- [WHAT THIS TASK INVOLVES]: Each record below should be output verbatim, without pictures.

- [RECORDS FOR THE EXERCISE]:
++++++++++++++++++++
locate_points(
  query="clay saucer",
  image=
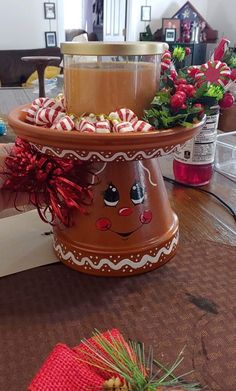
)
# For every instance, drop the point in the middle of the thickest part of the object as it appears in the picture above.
(100, 147)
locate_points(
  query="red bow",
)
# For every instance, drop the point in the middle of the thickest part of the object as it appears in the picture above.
(54, 185)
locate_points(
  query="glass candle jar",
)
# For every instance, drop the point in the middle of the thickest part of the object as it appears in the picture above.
(100, 77)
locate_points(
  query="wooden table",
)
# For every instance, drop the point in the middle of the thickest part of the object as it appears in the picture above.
(201, 216)
(188, 302)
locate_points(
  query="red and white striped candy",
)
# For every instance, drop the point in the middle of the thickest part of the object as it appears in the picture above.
(166, 55)
(31, 113)
(47, 116)
(40, 102)
(127, 115)
(65, 123)
(53, 104)
(142, 126)
(103, 126)
(123, 127)
(85, 126)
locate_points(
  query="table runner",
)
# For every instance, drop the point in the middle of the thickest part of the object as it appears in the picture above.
(191, 301)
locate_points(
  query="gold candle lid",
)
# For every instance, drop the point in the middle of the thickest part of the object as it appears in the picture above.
(113, 48)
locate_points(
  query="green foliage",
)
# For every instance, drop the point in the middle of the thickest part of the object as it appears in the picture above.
(215, 92)
(178, 53)
(232, 62)
(130, 361)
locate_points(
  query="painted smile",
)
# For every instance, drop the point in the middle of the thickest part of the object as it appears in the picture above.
(126, 234)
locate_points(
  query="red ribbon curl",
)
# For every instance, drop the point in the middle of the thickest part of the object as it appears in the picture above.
(55, 186)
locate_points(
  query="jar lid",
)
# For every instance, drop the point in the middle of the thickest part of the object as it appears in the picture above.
(113, 48)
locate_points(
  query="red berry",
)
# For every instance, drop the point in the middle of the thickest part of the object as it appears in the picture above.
(181, 93)
(176, 101)
(181, 87)
(180, 81)
(190, 90)
(227, 101)
(200, 108)
(187, 51)
(233, 74)
(173, 74)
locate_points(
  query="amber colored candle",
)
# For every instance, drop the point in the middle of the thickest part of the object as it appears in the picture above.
(102, 88)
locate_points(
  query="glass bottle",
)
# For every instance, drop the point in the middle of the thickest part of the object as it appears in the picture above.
(193, 163)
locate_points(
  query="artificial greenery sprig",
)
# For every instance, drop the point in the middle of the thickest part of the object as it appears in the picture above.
(130, 368)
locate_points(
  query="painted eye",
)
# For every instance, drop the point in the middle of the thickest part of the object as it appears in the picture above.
(111, 195)
(137, 193)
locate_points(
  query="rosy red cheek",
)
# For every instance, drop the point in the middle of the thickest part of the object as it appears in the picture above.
(146, 217)
(103, 224)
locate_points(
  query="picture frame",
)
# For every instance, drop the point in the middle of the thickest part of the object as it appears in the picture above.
(171, 23)
(49, 11)
(146, 13)
(50, 39)
(170, 35)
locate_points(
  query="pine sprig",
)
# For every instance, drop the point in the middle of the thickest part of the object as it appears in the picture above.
(128, 360)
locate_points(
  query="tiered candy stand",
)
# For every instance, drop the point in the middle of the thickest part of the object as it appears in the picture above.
(130, 227)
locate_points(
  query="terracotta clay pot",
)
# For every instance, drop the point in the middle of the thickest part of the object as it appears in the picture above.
(227, 119)
(130, 228)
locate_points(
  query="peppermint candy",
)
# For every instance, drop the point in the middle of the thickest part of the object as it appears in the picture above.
(103, 126)
(39, 102)
(65, 123)
(47, 116)
(31, 113)
(213, 72)
(85, 126)
(142, 126)
(123, 127)
(54, 104)
(126, 115)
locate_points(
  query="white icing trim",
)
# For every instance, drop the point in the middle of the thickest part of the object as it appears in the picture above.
(90, 155)
(149, 174)
(134, 265)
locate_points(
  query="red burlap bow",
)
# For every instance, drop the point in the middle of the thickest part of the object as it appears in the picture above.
(55, 185)
(63, 371)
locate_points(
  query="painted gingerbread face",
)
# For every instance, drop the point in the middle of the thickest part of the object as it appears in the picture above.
(122, 208)
(112, 198)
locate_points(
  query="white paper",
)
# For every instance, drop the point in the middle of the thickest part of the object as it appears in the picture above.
(23, 244)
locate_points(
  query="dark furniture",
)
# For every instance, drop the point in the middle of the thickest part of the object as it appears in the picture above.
(40, 63)
(14, 72)
(189, 302)
(71, 33)
(198, 52)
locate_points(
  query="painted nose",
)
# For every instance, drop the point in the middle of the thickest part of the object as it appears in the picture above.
(125, 211)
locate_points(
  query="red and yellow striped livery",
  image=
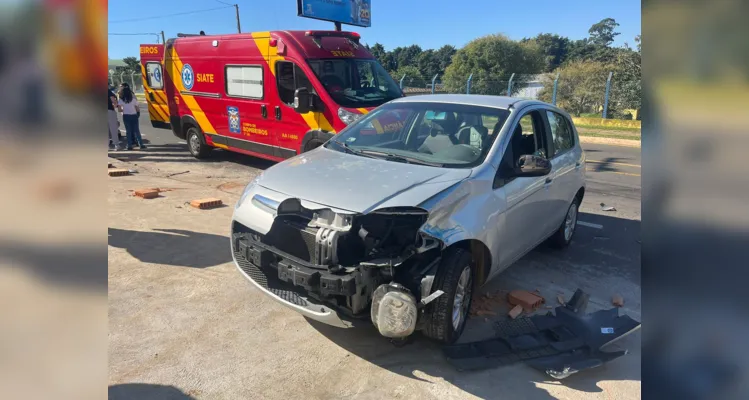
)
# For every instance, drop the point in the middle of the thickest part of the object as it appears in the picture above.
(241, 91)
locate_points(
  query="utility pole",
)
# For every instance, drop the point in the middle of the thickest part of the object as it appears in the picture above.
(236, 8)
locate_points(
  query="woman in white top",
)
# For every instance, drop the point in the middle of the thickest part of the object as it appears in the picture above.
(128, 105)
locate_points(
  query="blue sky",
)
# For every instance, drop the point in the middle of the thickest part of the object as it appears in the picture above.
(430, 24)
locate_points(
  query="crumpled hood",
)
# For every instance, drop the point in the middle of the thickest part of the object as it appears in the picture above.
(356, 183)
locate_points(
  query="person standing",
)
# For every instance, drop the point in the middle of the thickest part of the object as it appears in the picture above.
(112, 119)
(130, 114)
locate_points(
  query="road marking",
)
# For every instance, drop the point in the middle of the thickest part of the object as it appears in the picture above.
(612, 172)
(589, 225)
(615, 163)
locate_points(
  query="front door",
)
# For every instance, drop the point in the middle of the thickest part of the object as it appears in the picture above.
(527, 199)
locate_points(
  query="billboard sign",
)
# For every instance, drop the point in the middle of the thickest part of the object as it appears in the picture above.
(350, 12)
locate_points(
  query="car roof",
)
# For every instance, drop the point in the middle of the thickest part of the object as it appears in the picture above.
(502, 102)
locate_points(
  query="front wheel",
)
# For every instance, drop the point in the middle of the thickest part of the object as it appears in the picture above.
(196, 144)
(446, 316)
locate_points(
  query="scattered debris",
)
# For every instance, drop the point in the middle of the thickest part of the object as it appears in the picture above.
(559, 344)
(206, 203)
(516, 311)
(178, 173)
(147, 193)
(529, 301)
(118, 172)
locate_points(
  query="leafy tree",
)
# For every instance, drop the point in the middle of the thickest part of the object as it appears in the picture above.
(428, 64)
(602, 33)
(133, 64)
(581, 88)
(413, 76)
(492, 59)
(444, 57)
(555, 48)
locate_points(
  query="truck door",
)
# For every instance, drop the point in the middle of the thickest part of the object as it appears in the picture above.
(152, 71)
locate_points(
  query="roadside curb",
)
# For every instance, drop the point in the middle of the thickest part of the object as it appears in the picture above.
(610, 141)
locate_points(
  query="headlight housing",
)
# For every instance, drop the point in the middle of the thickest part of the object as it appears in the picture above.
(347, 117)
(246, 191)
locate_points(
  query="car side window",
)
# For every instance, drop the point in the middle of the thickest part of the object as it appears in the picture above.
(561, 132)
(528, 137)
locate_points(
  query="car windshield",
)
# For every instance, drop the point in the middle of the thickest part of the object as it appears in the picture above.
(437, 134)
(356, 82)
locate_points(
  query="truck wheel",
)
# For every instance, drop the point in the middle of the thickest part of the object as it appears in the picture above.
(446, 316)
(196, 143)
(563, 236)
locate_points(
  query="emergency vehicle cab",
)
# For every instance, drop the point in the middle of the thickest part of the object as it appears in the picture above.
++++++++++++++++++++
- [TASK OUTPUT]:
locate_points(
  query="clay saucer",
  image=
)
# For every instance, drop the point in the middle of the thickest part of the object as it appears in the picture above.
(100, 147)
locate_points(
  query="red bow",
)
# For every instance, drop the point in the middle of the thickest part of the object as it appears in the picture above.
(54, 185)
locate_points(
  query="glass candle jar",
)
# For every instance, drop the point in the middle of the thickest part of the object as it appears in the picture above.
(100, 77)
locate_points(
  query="wooden table",
)
# For every instance, drop the point in the middle of the thickest part of the object as it appears in the picture above.
(201, 216)
(188, 302)
locate_points(
  query="red and white striped candy",
)
# For every instance, drop the point in the middle of the thickest part of the object as it appears in the picture above.
(166, 55)
(31, 113)
(47, 116)
(40, 102)
(127, 115)
(65, 123)
(53, 104)
(142, 126)
(103, 126)
(123, 127)
(85, 126)
locate_points(
  query="table runner",
)
# For every instance, drop the point in the middle of the thickest part of the object as it appears in the picture above.
(191, 301)
locate_points(
  query="gold candle lid",
)
# For every instance, drop the point in the middle of the thickest part of the object as it appears in the picture above.
(113, 48)
locate_points(
  query="green foliage",
)
# For every instance, drop the point in the middle of the thickest part of the object as it appears in the picture above.
(215, 92)
(178, 53)
(232, 62)
(130, 361)
locate_points(
  query="painted smile",
)
# For every instance, drop the point in the middle of the thickest part of the object as it appears in the picture above.
(126, 234)
locate_points(
  query="red ribbon curl",
)
# For every instance, drop the point in the middle of the thickest part of the object as it appears in the picture above.
(55, 186)
locate_points(
  query="jar lid",
)
# For every instance, drop the point in the middle of the thickest part of the object as it appears in the picture above.
(113, 48)
locate_points(
  query="red berry",
)
# For every instance, drop the point in the middle of the thickest part of the object as it appears in the picture above.
(181, 93)
(176, 101)
(181, 87)
(180, 81)
(190, 90)
(227, 101)
(200, 108)
(187, 51)
(233, 74)
(173, 74)
locate_points(
  query="amber colored candle",
)
# For every instance, drop the point in the middle of the thickest part of the object as it appears in the picture above.
(102, 88)
locate_points(
  query="glass bottle",
)
# For every instance, drop the point in the middle of the thickest part of the object as it appears in the picture above.
(193, 163)
locate_points(
  query="artificial greenery sprig",
)
# For every instance, drop the point in the middle of the thickest part of the object as it appears in the picture above.
(130, 368)
locate_points(
  query="painted eye",
)
# For every instance, drop the point in the middle of the thickest part of the object as it appears in the picture above.
(111, 195)
(137, 193)
locate_points(
  query="rosy red cheek",
)
# For every instance, drop the point in the middle of the thickest part of the object as it appears in the picture above.
(146, 217)
(103, 224)
locate_points(
  query="picture frame",
)
# For every instance, drop the point in the middle of the thickest part of the object as it appears in the picture above.
(171, 23)
(49, 11)
(146, 13)
(50, 39)
(170, 35)
locate_points(
  query="pine sprig",
)
# For every instance, drop the point in the middle of the thickest part of the object as it appears in the picture above.
(128, 360)
locate_points(
  query="tiered candy stand",
)
# For every instance, drop the point in the middle of the thickest part of the object as it appears in the picture above.
(130, 227)
locate_points(
  query="terracotta clay pot",
)
# For every instance, drop the point in the middle of the thickest part of the object as it appears in the picture above.
(227, 119)
(130, 228)
locate_points(
  query="peppermint candy",
)
# For every instance, drop the point in the middle of the thickest part of the object as it appears in the picture above.
(103, 126)
(39, 102)
(65, 123)
(47, 116)
(31, 113)
(213, 72)
(85, 126)
(142, 126)
(123, 127)
(54, 104)
(126, 115)
locate_points(
  query="white icing trim",
)
# For every instance, drop the point in the middle of the thickest part of the object as it appears in the picture above.
(90, 155)
(149, 174)
(134, 265)
locate_points(
  query="red burlap bow",
)
# For every instance, drop the point in the middle of the thickest part of the object as it appears in the picture above.
(55, 185)
(63, 371)
locate_points(
  query="painted gingerbread face",
)
# For every instance, drop the point in the middle of the thickest part of the object as it appears in the picture above.
(122, 208)
(112, 198)
locate_points(
  query="white paper",
)
# For every instance, drop the point in the middle of the thickest part of the object as it appears in the picture above.
(23, 244)
locate_points(
  query="dark furniture",
)
# For every instance, drop the point in the middle of the thickest part of the object as it appears in the picture above.
(40, 63)
(14, 72)
(189, 302)
(71, 33)
(198, 52)
locate_points(
  query="painted nose",
)
# For every instance, drop the point in the middle of the thickest part of the object as it appears in the picture above.
(125, 211)
locate_points(
  query="red and yellow striped livery",
  image=
)
# For every instance, drop the point in the middle of the thickest part of the object as it appears in the picture above.
(241, 91)
locate_points(
  query="utility pole",
)
# For every instance, drop the point in the middle of the thickest part of the object as it appears in the picture above.
(236, 8)
locate_points(
  query="woman in white top",
)
# For every instance, drop the point in the middle of the thickest part of the object as it appears in the picture above.
(128, 105)
locate_points(
  query="blue sky",
)
# For every instance, drop the point in the middle of the thickest part of the object as it appears in the picture above.
(430, 24)
locate_points(
  query="crumpled hood",
)
# For every instance, drop the point in the middle of the thickest part of the object as it appears in the picture above.
(356, 183)
locate_points(
  query="person standing",
)
# For every instance, drop the point in the middle of the thickest part of the object as it appears in the picture above.
(112, 119)
(130, 114)
locate_points(
  query="road marking",
)
# For every instance, drop the point in the middle of the thickest part of the object as it appears in the picture above.
(612, 172)
(589, 225)
(615, 163)
locate_points(
  query="front door",
)
# For every instance, drop the point in the middle of the thickest part of the object as it appears in the picture above.
(527, 199)
locate_points(
  query="billboard sign",
)
# For every instance, drop the point in the middle of the thickest part of the object as it appears in the picture above.
(350, 12)
locate_points(
  query="car roof",
)
# For every instance, drop the point in the middle of the thickest part of the object as it appears in the picture above.
(502, 102)
locate_points(
  query="front wheel",
)
# For every instance, drop the point in the middle of the thickest part of the object as it appears in the picture above.
(196, 144)
(446, 316)
locate_points(
  query="scattered debris",
)
# For every instance, drop the point in the middle of the thickest part of the object as it appears in the picture above.
(559, 344)
(206, 203)
(516, 311)
(178, 173)
(147, 193)
(529, 301)
(118, 172)
locate_points(
  query="leafy tree",
)
# For every instance, drop the point in the middle of the thickest part of the object as it appears in the picture above.
(428, 64)
(602, 33)
(133, 64)
(581, 88)
(413, 76)
(492, 59)
(444, 57)
(555, 48)
locate_points(
  query="truck door",
)
# For every instance, drop the point in the middle of the thickest part of the object as it appears in the picture above.
(152, 71)
locate_points(
  query="roadside curb",
)
# For every instance, drop the point in the middle of the thickest part of the object as it appears in the picture above.
(610, 141)
locate_points(
  query="headlight housing",
)
# For every instance, drop the point in the middle of the thickest part of the object as it appears in the picture above.
(347, 117)
(246, 191)
locate_points(
  query="car side window",
)
# For every instance, drop the point in the middle of the thickest part of the object as it appears in the picture above.
(561, 132)
(528, 137)
locate_points(
  query="car windshield",
)
# For every instance, drop the point in the middle of the thickest part of the object as it appears in the picture above.
(437, 134)
(356, 82)
locate_points(
  query="truck wheel",
)
# For every instance, drop the point in the middle of the thickest part of the object as it appears in the picture above.
(446, 316)
(196, 143)
(563, 236)
locate_points(
  query="emergency vehicle cab",
)
# For every instance, drop the point in the middle of the thickest part of the object as it appears in the picture above.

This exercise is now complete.